Saved items from a collection:
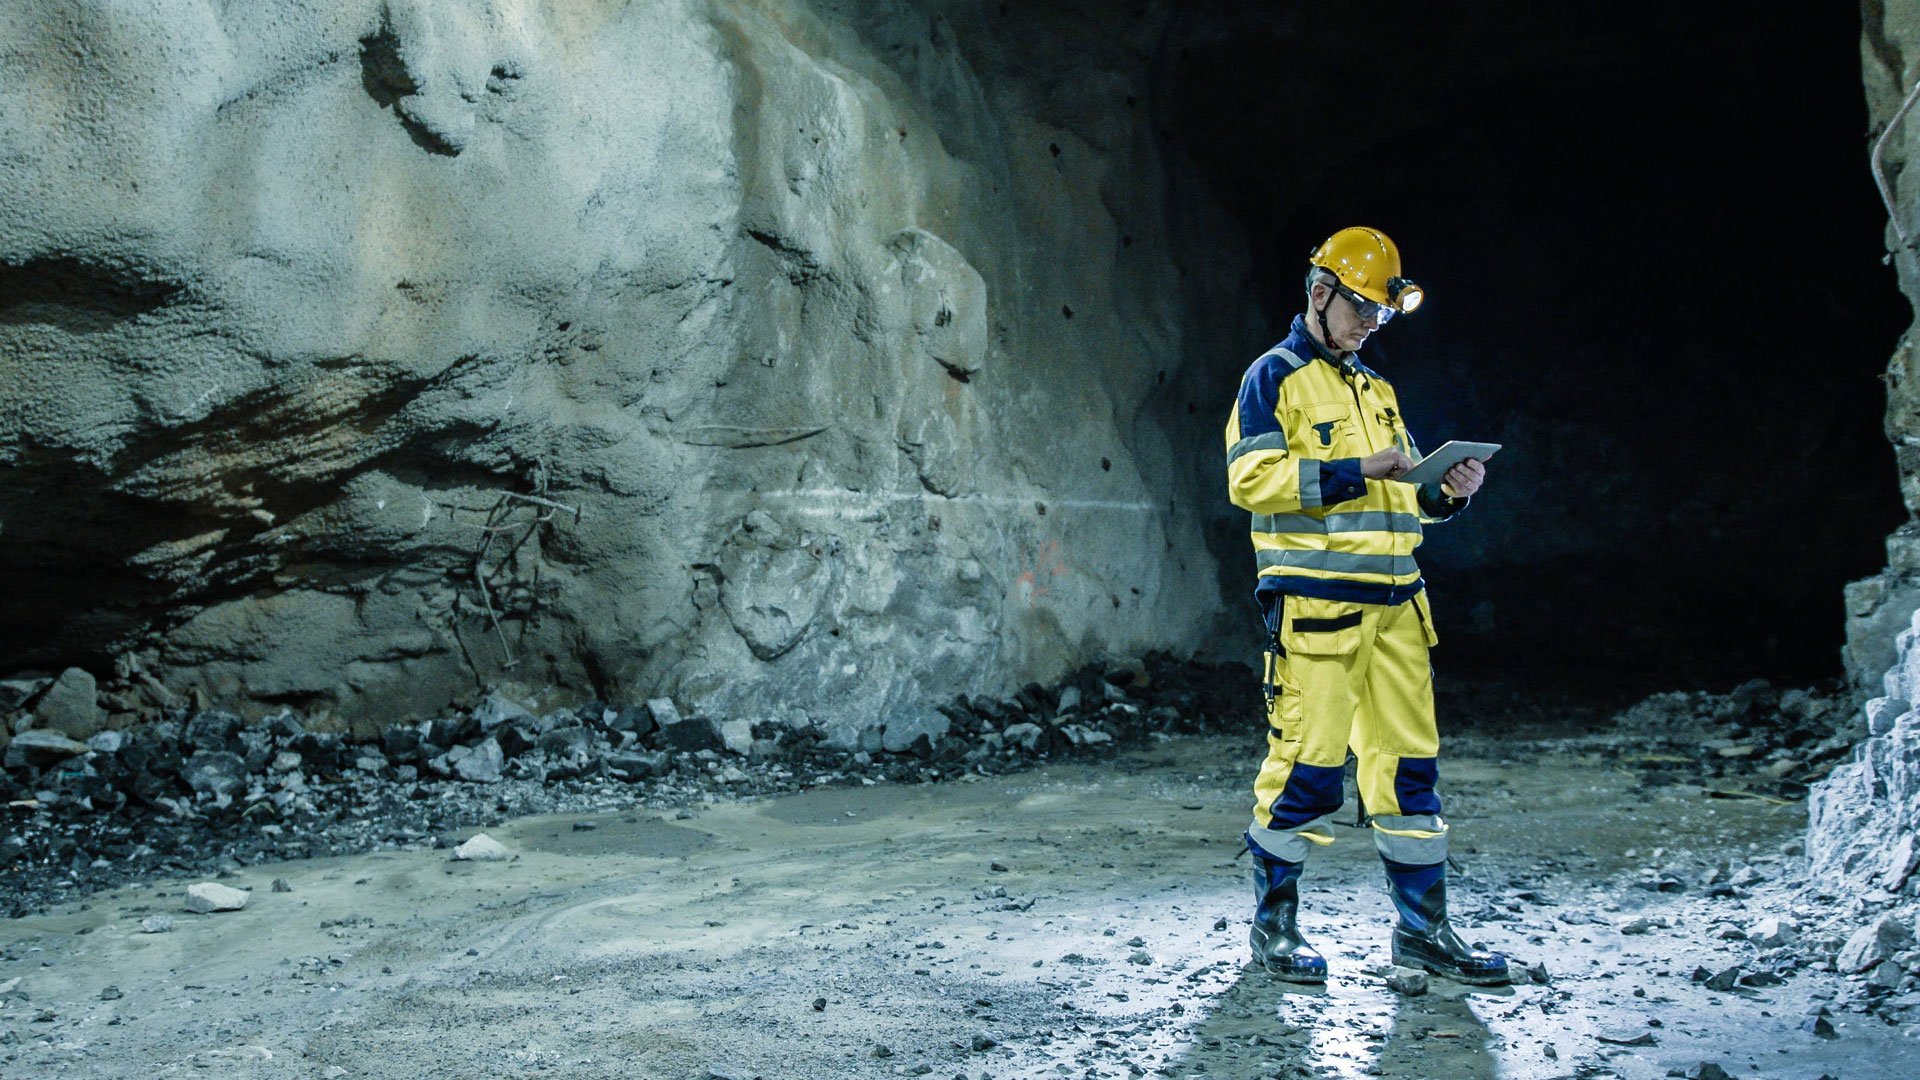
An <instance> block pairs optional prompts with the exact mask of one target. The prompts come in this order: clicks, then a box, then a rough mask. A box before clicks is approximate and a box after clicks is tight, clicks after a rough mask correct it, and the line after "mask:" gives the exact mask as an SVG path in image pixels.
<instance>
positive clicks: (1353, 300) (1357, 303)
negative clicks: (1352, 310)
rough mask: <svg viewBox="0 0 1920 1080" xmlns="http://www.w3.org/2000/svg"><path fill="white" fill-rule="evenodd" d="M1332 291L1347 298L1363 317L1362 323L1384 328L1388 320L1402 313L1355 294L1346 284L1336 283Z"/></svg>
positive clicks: (1386, 306) (1347, 299) (1393, 307)
mask: <svg viewBox="0 0 1920 1080" xmlns="http://www.w3.org/2000/svg"><path fill="white" fill-rule="evenodd" d="M1332 290H1334V292H1338V294H1340V296H1346V302H1348V304H1352V306H1354V311H1356V313H1357V315H1359V317H1361V321H1367V323H1373V325H1377V327H1384V325H1386V321H1388V319H1392V317H1394V315H1398V313H1400V311H1398V309H1396V307H1392V306H1386V304H1375V302H1373V300H1367V298H1365V296H1361V294H1357V292H1354V290H1352V288H1348V286H1344V284H1338V282H1334V286H1332Z"/></svg>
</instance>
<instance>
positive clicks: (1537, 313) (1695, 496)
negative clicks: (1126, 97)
mask: <svg viewBox="0 0 1920 1080" xmlns="http://www.w3.org/2000/svg"><path fill="white" fill-rule="evenodd" d="M1404 15H1405V17H1380V13H1379V12H1371V13H1369V17H1365V31H1367V33H1365V35H1361V33H1359V29H1361V27H1357V25H1348V23H1357V21H1361V15H1357V13H1346V15H1342V13H1329V15H1327V21H1309V19H1302V17H1294V15H1269V17H1261V15H1248V17H1240V19H1238V23H1236V25H1233V27H1231V33H1212V35H1202V33H1192V35H1188V40H1187V44H1185V50H1183V52H1181V54H1179V58H1177V60H1175V61H1173V71H1175V75H1173V79H1175V83H1177V98H1175V104H1173V106H1171V110H1173V115H1171V119H1169V123H1167V129H1169V133H1171V138H1173V142H1175V146H1177V148H1179V150H1181V152H1183V154H1185V156H1187V158H1188V160H1190V161H1192V163H1194V169H1196V173H1198V175H1200V181H1202V183H1204V186H1206V188H1208V190H1210V192H1212V194H1213V196H1215V198H1219V200H1221V202H1223V204H1225V206H1227V208H1229V211H1231V213H1233V217H1235V219H1236V223H1238V225H1240V227H1242V229H1244V234H1246V240H1248V246H1250V252H1252V279H1250V281H1248V282H1242V284H1244V288H1221V290H1219V292H1217V294H1219V296H1221V298H1223V307H1221V319H1223V321H1225V323H1229V325H1235V319H1236V317H1240V323H1244V309H1246V307H1248V306H1258V307H1260V313H1261V319H1260V323H1261V329H1260V332H1258V336H1248V340H1244V342H1242V344H1244V348H1242V350H1240V354H1238V356H1219V357H1208V361H1204V365H1212V367H1210V369H1206V371H1200V373H1194V377H1192V386H1194V394H1200V396H1202V400H1206V402H1210V404H1212V405H1213V411H1215V413H1219V415H1221V417H1225V411H1227V404H1229V402H1231V394H1233V392H1235V386H1236V382H1238V377H1240V373H1242V371H1244V367H1246V365H1248V361H1252V357H1256V356H1258V354H1260V352H1263V350H1265V348H1267V346H1271V344H1273V342H1277V340H1281V336H1284V332H1286V323H1288V319H1290V317H1292V313H1296V311H1298V309H1300V281H1302V271H1304V269H1306V252H1308V250H1309V248H1311V246H1313V244H1317V242H1319V240H1321V238H1323V236H1325V234H1329V233H1332V231H1334V229H1338V227H1344V225H1356V223H1363V225H1373V227H1379V229H1382V231H1384V233H1388V234H1390V236H1394V238H1396V240H1398V244H1400V246H1402V252H1404V256H1405V259H1407V267H1409V273H1411V275H1413V277H1417V279H1419V281H1421V282H1423V284H1425V286H1427V288H1428V296H1430V298H1432V302H1430V304H1428V306H1427V309H1423V311H1421V313H1419V315H1417V317H1405V319H1400V321H1396V323H1394V325H1390V327H1386V329H1384V331H1382V332H1380V334H1377V336H1375V340H1373V342H1371V344H1369V346H1367V350H1365V354H1363V357H1365V359H1367V361H1369V363H1371V365H1373V367H1377V369H1379V371H1380V373H1384V375H1386V377H1390V379H1394V382H1396V386H1398V388H1400V396H1402V402H1404V405H1405V409H1407V415H1409V417H1411V419H1413V430H1415V434H1417V436H1421V442H1423V444H1427V446H1436V444H1440V442H1444V440H1448V438H1476V440H1492V442H1503V444H1505V446H1507V448H1505V452H1503V455H1501V457H1500V459H1496V463H1494V465H1492V467H1490V480H1488V488H1486V492H1484V494H1482V496H1480V498H1478V500H1476V503H1475V507H1473V509H1471V511H1469V513H1467V515H1465V517H1461V519H1459V521H1457V523H1453V525H1446V527H1440V528H1432V530H1430V532H1428V538H1427V544H1425V546H1423V550H1421V565H1423V569H1425V571H1427V575H1428V582H1430V590H1432V598H1434V605H1436V609H1438V611H1440V613H1442V615H1440V617H1442V638H1444V644H1442V653H1440V665H1442V667H1446V669H1452V671H1461V673H1488V675H1494V673H1500V675H1503V676H1517V675H1521V673H1519V671H1517V667H1519V665H1517V663H1515V661H1517V659H1524V665H1526V671H1528V673H1534V675H1548V676H1551V678H1557V676H1565V675H1576V673H1584V675H1590V676H1597V678H1601V680H1605V682H1617V684H1620V686H1634V688H1644V690H1651V688H1657V686H1674V684H1732V682H1738V680H1741V678H1749V676H1755V675H1764V676H1770V678H1776V680H1782V678H1784V680H1818V678H1828V676H1836V675H1839V644H1841V640H1843V607H1841V603H1839V592H1841V584H1843V582H1847V580H1853V578H1860V577H1868V575H1872V573H1876V571H1878V569H1880V567H1882V565H1884V559H1885V553H1884V538H1885V534H1887V532H1889V530H1893V528H1895V527H1897V525H1899V523H1901V521H1903V519H1905V513H1903V509H1901V500H1899V490H1897V473H1895V465H1893V455H1891V454H1889V448H1887V444H1885V436H1884V434H1882V415H1884V411H1885V390H1884V384H1882V380H1880V375H1882V371H1884V367H1885V357H1887V354H1889V352H1891V348H1893V346H1895V342H1897V338H1899V334H1901V331H1903V327H1905V325H1907V321H1908V319H1910V311H1908V307H1907V304H1905V300H1903V296H1901V294H1899V290H1897V282H1895V275H1893V271H1891V269H1889V267H1885V265H1882V254H1884V250H1882V233H1884V227H1885V209H1884V208H1882V204H1880V198H1878V194H1876V190H1874V181H1872V177H1870V171H1868V165H1866V140H1864V136H1866V106H1864V100H1862V96H1860V86H1859V79H1857V75H1855V71H1857V69H1859V37H1857V27H1855V25H1853V23H1849V21H1845V19H1839V21H1832V23H1828V21H1811V19H1801V17H1799V15H1795V13H1793V12H1789V10H1786V8H1784V6H1776V8H1772V10H1757V12H1749V13H1743V15H1741V17H1740V19H1734V21H1724V19H1716V17H1711V15H1709V13H1707V12H1653V10H1647V12H1644V13H1642V15H1640V17H1624V19H1622V17H1619V13H1613V17H1611V19H1607V21H1599V19H1592V21H1588V19H1582V17H1580V15H1578V13H1572V12H1569V10H1563V8H1538V6H1523V4H1503V6H1500V8H1484V6H1476V10H1475V13H1473V15H1457V17H1452V15H1444V13H1430V12H1428V13H1413V12H1405V13H1404ZM1190 19H1192V21H1194V25H1198V23H1204V21H1206V15H1190ZM1227 19H1229V23H1231V21H1233V17H1227ZM1459 23H1471V25H1467V27H1461V25H1459ZM1356 40H1367V42H1369V48H1367V50H1356V48H1354V46H1352V42H1356ZM1286 71H1292V73H1296V75H1298V73H1300V71H1308V73H1309V77H1308V79H1306V88H1302V90H1298V92H1296V90H1292V88H1290V83H1288V81H1284V79H1277V75H1281V73H1286ZM1281 85H1288V88H1286V90H1284V92H1275V90H1273V88H1275V86H1281ZM1235 307H1238V311H1235ZM1208 394H1212V396H1210V398H1208ZM1215 502H1217V503H1219V513H1217V517H1215V519H1213V521H1212V523H1210V544H1212V546H1213V550H1215V555H1217V559H1219V563H1221V567H1223V592H1225V596H1227V600H1229V603H1233V601H1238V600H1240V598H1242V596H1246V592H1248V590H1250V586H1252V567H1250V557H1248V546H1246V523H1244V515H1240V513H1238V511H1233V507H1231V505H1227V503H1225V500H1223V498H1221V500H1215ZM1248 621H1250V619H1248ZM1250 634H1252V628H1250ZM1448 646H1452V648H1448Z"/></svg>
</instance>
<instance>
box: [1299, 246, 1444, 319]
mask: <svg viewBox="0 0 1920 1080" xmlns="http://www.w3.org/2000/svg"><path fill="white" fill-rule="evenodd" d="M1308 261H1309V263H1313V267H1317V269H1325V271H1327V273H1331V275H1334V277H1336V279H1338V281H1340V284H1344V286H1346V288H1348V290H1352V292H1357V294H1359V296H1363V298H1367V300H1371V302H1375V304H1380V306H1384V307H1390V309H1392V311H1400V313H1411V311H1413V309H1415V307H1419V306H1421V300H1425V298H1427V294H1425V290H1421V286H1417V284H1413V281H1409V279H1405V277H1402V275H1400V248H1398V246H1394V242H1392V240H1388V238H1386V233H1380V231H1379V229H1367V227H1363V225H1356V227H1352V229H1342V231H1338V233H1334V234H1332V236H1327V240H1325V242H1323V244H1321V246H1319V248H1315V250H1313V254H1311V256H1308Z"/></svg>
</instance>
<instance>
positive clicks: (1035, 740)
mask: <svg viewBox="0 0 1920 1080" xmlns="http://www.w3.org/2000/svg"><path fill="white" fill-rule="evenodd" d="M1043 734H1044V730H1043V728H1041V724H1033V723H1018V724H1008V726H1006V730H1004V732H1000V738H1004V740H1006V742H1008V744H1012V746H1018V748H1020V749H1039V746H1041V736H1043Z"/></svg>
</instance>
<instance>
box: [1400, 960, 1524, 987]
mask: <svg viewBox="0 0 1920 1080" xmlns="http://www.w3.org/2000/svg"><path fill="white" fill-rule="evenodd" d="M1394 963H1396V965H1400V967H1409V969H1415V970H1425V972H1427V974H1438V976H1440V978H1448V980H1453V982H1465V984H1469V986H1509V984H1513V972H1500V974H1467V972H1463V970H1448V969H1444V967H1434V965H1430V963H1427V961H1415V959H1409V957H1404V955H1400V953H1394Z"/></svg>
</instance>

**Problem:** Repeat the data above word for word, from its very first line through the line containing "positive clicks: (1386, 306)", and leave out the picture.

**Output for this task:**
An <instance> block pairs optional prompts with the exact mask of one target. The prompts come in this order: clicks, then a box, then a rough mask. A box before clicks is approximate and a box after clicks is tight, clicks after a rough mask correct it, and the line after "mask:" gives the exact mask as an SVG path in image pixels.
<instance>
positive clicks: (1353, 300) (1357, 303)
negative clicks: (1352, 310)
rough mask: <svg viewBox="0 0 1920 1080" xmlns="http://www.w3.org/2000/svg"><path fill="white" fill-rule="evenodd" d="M1332 291L1347 298L1363 317L1362 323L1384 328L1388 320L1402 313L1355 294L1346 284L1336 283Z"/></svg>
positive clicks: (1386, 306) (1347, 299) (1393, 307)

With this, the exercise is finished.